◆ Problem description: Lay out everything from the start of the data down to the line containing "left=511, top=383, right=602, bottom=460", both ends included, as a Markdown table with the columns Row and Line. Number each line in Row and skip blank lines.

◆ Provided entries:
----------------

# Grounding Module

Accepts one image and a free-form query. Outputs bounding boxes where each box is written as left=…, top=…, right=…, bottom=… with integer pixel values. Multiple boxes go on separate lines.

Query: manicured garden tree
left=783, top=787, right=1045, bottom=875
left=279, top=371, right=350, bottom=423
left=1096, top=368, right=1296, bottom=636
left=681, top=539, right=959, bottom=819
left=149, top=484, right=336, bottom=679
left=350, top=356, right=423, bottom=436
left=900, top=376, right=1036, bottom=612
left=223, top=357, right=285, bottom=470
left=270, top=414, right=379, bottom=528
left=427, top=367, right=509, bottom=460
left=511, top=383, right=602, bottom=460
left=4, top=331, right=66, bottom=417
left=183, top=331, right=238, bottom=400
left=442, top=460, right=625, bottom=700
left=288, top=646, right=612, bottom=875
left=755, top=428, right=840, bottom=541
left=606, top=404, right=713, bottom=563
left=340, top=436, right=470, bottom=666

----------------

◆ Response to the exercise:
| Row | Line |
|---|---|
| 1 | # Grounding Module |
| 2 | Accepts one image and a free-form query. Outputs bounding boxes where each box is written as left=…, top=…, right=…, bottom=… with integer pixel values. Multiple boxes go on separate lines. |
| 3 | Query: manicured garden tree |
| 4 | left=783, top=787, right=1045, bottom=875 |
| 5 | left=279, top=371, right=350, bottom=423 |
| 6 | left=1096, top=368, right=1296, bottom=636 |
| 7 | left=681, top=539, right=959, bottom=819 |
| 8 | left=149, top=484, right=336, bottom=679 |
| 9 | left=350, top=356, right=423, bottom=436 |
| 10 | left=900, top=376, right=1036, bottom=612 |
| 11 | left=223, top=357, right=285, bottom=470 |
| 12 | left=270, top=414, right=379, bottom=528 |
| 13 | left=427, top=367, right=509, bottom=460 |
| 14 | left=511, top=383, right=602, bottom=460 |